**ACTIVITIES**
1. In the research abstract, what condition will Li and Wang consider in place of assuming that the spectrum has a positive lower bound?
2. Condense the paragraph of the research abstract that begins "The PI will continue" into a short bulleted list that keeps its main facts.
3. Write a continuation of the research abstract on complete manifolds, starting after its last sentence.

Principal Investigator: Peter Li
The PI will continue the joint investigation with his coauthor, Jiaping Wang, on rigidity and finiteness properties of certain classes of complete manifolds. Motivated by the theorem of Witten and Yau, the PI and Wang proved some rigidity and finiteness results for n-dimensional complete manifolds with Ricci curvature bounded from below and has the spectrum of the Laplacian bounded from below by a positive constant. One of the main projects is to consider a more relaxed hypothesis than the above mentioned. Instead of assuming that the spectrum has a positive lower bound, Li and Wang will consider manifolds on which a weighted Poincare inequality is valid. The more general hypothesis will enlarge the class of manifolds under consideration to include even Euclidean space of dimension at least 3. Other projects related to the wieghted Poincare inequality will also be considered. In particular, its relationship to Agmon's distance in the elliptic setting, the work of Li-Yau in the linear parabolic Schroedinger equation setting, and the Perelman's L-length in the non-linear parabolic (Ricci flow) setting.

(Records from a data collection)

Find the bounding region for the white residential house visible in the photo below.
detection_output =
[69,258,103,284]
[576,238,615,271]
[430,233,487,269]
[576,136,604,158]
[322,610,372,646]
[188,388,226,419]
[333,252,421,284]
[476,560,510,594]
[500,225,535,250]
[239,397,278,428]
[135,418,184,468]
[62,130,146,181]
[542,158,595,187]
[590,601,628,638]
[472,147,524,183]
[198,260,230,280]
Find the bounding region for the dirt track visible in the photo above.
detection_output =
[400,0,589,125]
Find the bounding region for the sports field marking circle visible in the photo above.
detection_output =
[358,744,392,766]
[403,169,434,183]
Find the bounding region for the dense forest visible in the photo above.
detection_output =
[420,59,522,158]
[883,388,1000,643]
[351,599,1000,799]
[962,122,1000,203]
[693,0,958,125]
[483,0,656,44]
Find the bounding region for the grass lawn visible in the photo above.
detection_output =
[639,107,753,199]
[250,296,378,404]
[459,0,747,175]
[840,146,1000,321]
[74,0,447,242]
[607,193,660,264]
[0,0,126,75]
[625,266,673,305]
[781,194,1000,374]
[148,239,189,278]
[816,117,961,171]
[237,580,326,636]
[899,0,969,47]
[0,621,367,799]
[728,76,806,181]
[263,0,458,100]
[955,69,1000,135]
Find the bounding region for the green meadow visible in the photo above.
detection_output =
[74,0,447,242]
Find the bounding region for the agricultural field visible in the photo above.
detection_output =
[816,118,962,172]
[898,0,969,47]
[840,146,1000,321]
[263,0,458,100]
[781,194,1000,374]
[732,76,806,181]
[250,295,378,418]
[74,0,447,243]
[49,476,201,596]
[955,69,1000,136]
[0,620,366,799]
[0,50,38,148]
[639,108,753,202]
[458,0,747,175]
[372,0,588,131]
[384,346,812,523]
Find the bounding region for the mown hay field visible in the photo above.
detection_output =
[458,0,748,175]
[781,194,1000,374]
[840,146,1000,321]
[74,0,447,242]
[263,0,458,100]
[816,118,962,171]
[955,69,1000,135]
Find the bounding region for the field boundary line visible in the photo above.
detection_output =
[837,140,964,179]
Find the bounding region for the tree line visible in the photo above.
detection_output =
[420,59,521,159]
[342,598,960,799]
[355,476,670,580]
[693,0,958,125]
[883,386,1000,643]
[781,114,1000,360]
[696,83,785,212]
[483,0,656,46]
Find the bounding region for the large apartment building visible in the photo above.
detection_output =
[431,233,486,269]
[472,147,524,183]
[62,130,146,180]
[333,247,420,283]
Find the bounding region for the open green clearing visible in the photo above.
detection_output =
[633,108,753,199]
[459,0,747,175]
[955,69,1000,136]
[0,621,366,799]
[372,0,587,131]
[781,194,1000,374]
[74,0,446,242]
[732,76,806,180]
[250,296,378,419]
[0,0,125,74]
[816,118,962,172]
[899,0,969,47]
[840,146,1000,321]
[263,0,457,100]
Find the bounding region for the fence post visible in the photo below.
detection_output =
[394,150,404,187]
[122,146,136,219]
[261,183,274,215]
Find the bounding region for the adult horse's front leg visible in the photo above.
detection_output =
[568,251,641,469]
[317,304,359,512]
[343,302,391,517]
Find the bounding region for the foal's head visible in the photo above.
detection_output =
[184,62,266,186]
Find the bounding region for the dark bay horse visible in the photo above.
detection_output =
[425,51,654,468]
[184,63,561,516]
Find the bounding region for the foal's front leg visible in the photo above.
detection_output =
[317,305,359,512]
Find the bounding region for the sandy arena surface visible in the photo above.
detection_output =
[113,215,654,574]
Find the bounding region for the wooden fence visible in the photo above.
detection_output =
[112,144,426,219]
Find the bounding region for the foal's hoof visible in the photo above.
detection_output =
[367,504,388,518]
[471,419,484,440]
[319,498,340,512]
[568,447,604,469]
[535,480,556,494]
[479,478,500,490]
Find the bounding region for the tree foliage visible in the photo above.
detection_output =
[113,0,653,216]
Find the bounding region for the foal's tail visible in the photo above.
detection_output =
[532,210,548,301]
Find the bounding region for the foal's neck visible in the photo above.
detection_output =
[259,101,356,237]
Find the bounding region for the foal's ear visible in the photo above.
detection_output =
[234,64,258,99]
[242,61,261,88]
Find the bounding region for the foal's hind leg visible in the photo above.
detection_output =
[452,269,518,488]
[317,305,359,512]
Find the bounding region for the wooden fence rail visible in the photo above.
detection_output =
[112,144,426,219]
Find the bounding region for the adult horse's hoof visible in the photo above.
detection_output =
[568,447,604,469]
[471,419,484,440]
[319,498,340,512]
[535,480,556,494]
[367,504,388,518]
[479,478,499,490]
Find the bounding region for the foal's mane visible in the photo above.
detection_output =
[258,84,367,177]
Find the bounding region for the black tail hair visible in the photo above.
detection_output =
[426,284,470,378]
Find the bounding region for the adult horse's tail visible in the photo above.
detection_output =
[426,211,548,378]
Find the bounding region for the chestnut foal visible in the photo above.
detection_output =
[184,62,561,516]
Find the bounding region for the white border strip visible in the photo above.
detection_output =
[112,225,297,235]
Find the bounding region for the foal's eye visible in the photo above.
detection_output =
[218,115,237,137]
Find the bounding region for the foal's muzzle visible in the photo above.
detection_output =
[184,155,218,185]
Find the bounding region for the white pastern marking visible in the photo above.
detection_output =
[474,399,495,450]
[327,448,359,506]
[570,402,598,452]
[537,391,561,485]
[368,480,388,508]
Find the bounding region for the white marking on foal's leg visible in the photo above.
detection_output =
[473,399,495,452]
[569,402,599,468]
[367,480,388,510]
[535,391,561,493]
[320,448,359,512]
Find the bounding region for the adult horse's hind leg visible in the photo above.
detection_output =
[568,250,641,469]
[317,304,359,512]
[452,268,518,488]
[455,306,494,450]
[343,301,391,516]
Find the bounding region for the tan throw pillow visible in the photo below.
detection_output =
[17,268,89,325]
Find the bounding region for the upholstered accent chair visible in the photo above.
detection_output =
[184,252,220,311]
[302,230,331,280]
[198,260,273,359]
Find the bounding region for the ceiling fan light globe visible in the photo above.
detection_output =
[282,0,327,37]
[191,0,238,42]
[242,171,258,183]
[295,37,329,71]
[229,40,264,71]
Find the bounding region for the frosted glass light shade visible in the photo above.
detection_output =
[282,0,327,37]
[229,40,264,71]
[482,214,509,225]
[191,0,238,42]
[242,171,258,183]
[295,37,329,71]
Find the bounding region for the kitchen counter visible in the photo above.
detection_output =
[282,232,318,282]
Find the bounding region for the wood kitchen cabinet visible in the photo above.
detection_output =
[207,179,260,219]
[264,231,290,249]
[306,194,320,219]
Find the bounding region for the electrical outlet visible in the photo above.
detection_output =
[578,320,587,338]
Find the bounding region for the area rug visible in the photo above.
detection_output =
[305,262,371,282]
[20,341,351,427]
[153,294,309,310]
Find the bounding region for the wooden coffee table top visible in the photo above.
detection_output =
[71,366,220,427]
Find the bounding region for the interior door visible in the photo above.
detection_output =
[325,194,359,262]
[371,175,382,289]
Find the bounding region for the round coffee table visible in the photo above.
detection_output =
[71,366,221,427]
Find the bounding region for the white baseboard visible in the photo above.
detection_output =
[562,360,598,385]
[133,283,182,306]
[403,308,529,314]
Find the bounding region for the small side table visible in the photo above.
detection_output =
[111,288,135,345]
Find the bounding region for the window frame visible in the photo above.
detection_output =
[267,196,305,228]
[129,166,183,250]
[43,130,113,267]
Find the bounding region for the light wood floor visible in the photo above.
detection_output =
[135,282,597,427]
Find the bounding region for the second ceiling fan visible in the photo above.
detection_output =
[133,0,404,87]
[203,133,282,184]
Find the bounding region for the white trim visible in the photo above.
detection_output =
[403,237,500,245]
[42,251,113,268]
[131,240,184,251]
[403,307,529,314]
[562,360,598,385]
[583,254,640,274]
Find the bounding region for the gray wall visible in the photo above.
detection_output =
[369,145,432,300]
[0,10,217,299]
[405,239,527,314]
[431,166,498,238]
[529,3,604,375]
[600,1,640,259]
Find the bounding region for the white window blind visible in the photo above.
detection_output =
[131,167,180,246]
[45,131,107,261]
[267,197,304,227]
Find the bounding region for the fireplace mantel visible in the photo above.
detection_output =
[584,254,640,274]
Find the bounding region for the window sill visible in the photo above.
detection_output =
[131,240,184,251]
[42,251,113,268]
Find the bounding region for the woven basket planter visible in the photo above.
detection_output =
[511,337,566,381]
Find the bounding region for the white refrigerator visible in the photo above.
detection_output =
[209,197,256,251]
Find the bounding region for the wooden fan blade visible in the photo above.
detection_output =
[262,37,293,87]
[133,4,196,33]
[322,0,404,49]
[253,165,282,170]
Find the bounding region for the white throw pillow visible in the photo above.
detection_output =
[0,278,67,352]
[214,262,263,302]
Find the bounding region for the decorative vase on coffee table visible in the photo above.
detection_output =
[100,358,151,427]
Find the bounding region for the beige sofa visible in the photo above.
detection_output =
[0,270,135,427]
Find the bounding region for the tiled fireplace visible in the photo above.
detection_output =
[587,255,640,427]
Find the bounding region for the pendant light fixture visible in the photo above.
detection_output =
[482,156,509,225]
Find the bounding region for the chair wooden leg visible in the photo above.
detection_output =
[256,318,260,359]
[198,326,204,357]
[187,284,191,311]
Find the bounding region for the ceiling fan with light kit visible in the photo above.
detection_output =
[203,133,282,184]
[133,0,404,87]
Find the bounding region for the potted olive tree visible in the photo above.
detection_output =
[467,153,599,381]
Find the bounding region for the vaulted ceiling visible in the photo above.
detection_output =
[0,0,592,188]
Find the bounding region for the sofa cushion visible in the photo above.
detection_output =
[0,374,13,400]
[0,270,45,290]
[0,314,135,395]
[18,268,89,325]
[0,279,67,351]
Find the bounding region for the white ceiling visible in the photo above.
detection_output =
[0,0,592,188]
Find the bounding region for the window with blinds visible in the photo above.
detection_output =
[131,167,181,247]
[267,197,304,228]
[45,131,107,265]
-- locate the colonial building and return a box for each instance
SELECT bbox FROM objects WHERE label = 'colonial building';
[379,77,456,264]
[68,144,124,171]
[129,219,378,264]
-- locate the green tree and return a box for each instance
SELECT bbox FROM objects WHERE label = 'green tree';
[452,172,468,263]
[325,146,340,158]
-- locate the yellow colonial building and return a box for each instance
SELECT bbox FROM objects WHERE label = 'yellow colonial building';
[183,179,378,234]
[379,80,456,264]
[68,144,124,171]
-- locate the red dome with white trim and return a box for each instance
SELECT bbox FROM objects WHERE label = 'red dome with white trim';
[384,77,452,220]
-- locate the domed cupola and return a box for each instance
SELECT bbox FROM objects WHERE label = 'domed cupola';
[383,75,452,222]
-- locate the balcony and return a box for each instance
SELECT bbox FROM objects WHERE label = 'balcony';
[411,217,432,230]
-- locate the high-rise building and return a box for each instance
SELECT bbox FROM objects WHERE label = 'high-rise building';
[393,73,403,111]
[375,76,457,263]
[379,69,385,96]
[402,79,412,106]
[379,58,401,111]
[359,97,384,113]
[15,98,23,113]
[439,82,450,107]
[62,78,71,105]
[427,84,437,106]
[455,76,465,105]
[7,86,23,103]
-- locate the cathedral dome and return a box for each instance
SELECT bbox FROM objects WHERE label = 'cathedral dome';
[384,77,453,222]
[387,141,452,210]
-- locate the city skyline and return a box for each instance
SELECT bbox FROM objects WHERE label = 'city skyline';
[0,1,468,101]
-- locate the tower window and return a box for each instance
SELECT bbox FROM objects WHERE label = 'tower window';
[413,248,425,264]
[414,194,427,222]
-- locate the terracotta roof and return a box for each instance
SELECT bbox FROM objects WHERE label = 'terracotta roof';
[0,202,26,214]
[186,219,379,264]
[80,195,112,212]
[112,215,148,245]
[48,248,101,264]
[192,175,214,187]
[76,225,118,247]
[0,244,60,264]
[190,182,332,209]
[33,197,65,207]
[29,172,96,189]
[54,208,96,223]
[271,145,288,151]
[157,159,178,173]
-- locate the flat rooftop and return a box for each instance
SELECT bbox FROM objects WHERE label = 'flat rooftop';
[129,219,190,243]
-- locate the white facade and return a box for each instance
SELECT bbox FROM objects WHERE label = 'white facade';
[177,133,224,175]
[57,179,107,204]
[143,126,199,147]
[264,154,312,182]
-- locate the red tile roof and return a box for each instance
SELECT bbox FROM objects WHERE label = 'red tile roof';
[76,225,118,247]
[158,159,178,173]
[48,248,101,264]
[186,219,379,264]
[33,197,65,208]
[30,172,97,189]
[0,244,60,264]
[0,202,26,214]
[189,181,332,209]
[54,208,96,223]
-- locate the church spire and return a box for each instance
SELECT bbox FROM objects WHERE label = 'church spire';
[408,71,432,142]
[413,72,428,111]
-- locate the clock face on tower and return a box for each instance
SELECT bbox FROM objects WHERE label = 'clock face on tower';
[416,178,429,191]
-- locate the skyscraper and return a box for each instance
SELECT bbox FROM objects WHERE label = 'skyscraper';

**ANSWER SET**
1. Manifolds on which a weighted Poincare inequality is valid.

2.
- The PI and coauthor Jiaping Wang will continue joint work on rigidity and finiteness properties of certain classes of complete manifolds.
- Motivated by the theorem of Witten and Yau, they proved rigidity and finiteness results for n-dimensional complete manifolds with Ricci curvature bounded from below and the spectrum of the Laplacian bounded from below by a positive constant.
- A main project replaces the positive spectral lower bound with the weaker hypothesis that a weighted Poincare inequality holds.
- This enlarges the class of manifolds to include Euclidean space of dimension at least 3.
- Related projects on the weighted Poincare inequality cover its relationship to:
  - Agmon's distance in the elliptic setting
  - the work of Li-Yau on the linear parabolic Schroedinger equation
  - Perelman's L-length in the non-linear parabolic (Ricci flow) setting

3.
The work of Witten-Yau drew conclusion on a certain physical model of the universe and showed that there is no worm-hole. A broader purpose of the project is to seek a substantial generalization of their work in a geometric setting. In particular, this research project will give further understanding of unbounded (infinite) geometric objects. In this sense, a possible long-term effect is the understanding of other physical models of the universe. The understanding of geometric structure will also have broader impact on material science. This line of investigation will yield direct implications to the theory of partial differential equations governing the behavior of many physical models and biological models. It is also related to many engineering problems, such as, liquid crystals, heat transfer, and imaging.